### Reading text
● ● ● ● ● ● ●
As the three approached Wright’s car, Potter and Luckey were on the driver’s side with Johnson on the passenger side. Footage from Johnson’s body camera showed Wright looking at him across the roof of the white Buick. Luckey tried to handcuff Wright and Johnson told him he was under arrest.

But Wright moved quickly to slip off the handcuffs and get back into the driver’s seat of the car. Footage showed Johnson reaching in from the passenger side. He testified that he was pushing the car shift firmly into park and trying to remove the key from the ignition. As Wright moved around, Johnson testified he grabbed Wright’s right arm with both his hands while pressing his weight against the front-seat passenger, Alayna Albrecht-Payton.

When he heard Potter yell “Taser!” Johnson said he released his hands from Wright to avoid the shock. But Potter had fired a single shot from her handgun, killing Wright and the Buick rolled away from the officers, leaving a distraught Potter exclaiming that she’d shot him.

Given Wright’s resistance to arrest for the weapons charge, Johnson said state law allowed Potter to use deadly force against Wright. Like Luckey’s body camera footage shown Wednesday, Johnson’s camera captured a stunned Potter collapsing onto the ground and crying. Johnson’s camera captured additional dialogue that Gray highlighted.

“You said, ‘Kim, that guy was trying to take off with me in the car,’ ” Gray said. Johnson responded, “Yes.”

“And if he had taken off with you in that car halfway,” Gray continued, “what would have happened to you? What do you think would be the worst that would happen?”

“Probably dragged,” Johnson answered before agreeing with Gray’s assertion that he also was at risk of serious injury or death if that had happened.

“And if that were the case,” Gray continued, “would an officer in your position, with officer Potter trying to stop [Wright] from resisting with you and resisting [fellow officer Anthony] Luckey, would it be fair for that officer to use a firearm to stop him?”
● ● ● ● ● ● ●
### What you have to do
Answer these from the testimony text:
1. On which side of Wright's car was Johnson as the three officers approached?
2. What did Johnson hear Potter yell before he released his hands from Wright?
3. What did Johnson say would probably have happened to him if Wright had taken off with him in the car?
● ● ● ● ● ● ●
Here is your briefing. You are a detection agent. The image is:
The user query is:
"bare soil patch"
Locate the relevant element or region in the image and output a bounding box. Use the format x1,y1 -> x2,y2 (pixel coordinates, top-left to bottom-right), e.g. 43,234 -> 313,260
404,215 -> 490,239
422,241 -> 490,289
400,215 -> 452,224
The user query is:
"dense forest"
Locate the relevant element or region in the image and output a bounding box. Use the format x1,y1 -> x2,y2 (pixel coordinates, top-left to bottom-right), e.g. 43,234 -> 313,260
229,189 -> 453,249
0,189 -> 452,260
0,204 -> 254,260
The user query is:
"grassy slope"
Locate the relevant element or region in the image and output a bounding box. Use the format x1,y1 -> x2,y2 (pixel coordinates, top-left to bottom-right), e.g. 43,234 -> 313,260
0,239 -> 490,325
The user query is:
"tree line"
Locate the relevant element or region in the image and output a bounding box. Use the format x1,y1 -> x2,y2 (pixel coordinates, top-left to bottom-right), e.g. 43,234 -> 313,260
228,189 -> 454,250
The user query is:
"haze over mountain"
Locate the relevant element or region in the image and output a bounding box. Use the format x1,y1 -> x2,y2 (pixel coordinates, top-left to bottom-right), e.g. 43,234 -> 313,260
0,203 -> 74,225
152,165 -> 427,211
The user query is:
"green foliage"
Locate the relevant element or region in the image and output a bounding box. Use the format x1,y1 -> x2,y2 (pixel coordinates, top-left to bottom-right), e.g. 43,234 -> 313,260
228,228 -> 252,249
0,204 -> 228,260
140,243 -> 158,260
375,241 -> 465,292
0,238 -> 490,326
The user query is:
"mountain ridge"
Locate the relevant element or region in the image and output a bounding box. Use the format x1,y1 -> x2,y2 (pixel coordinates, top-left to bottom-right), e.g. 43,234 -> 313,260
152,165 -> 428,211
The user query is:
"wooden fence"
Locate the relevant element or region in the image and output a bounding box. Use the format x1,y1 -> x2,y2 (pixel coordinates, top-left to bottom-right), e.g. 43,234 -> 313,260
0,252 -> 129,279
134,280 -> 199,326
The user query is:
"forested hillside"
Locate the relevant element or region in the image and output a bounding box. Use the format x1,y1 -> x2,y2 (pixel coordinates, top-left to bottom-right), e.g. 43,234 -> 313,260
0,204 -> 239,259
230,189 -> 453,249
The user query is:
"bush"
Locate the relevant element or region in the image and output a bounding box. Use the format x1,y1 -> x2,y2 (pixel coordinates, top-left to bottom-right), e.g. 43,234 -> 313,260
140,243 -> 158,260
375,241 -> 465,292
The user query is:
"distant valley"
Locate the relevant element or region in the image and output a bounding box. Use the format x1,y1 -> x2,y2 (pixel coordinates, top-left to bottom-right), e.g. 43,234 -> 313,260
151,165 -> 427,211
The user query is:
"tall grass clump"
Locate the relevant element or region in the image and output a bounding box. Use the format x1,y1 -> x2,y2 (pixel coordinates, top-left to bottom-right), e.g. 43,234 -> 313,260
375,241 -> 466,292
● ● ● ● ● ● ●
### Result of this task
1. The passenger side.
2. "Taser!"
3. He would probably have been dragged.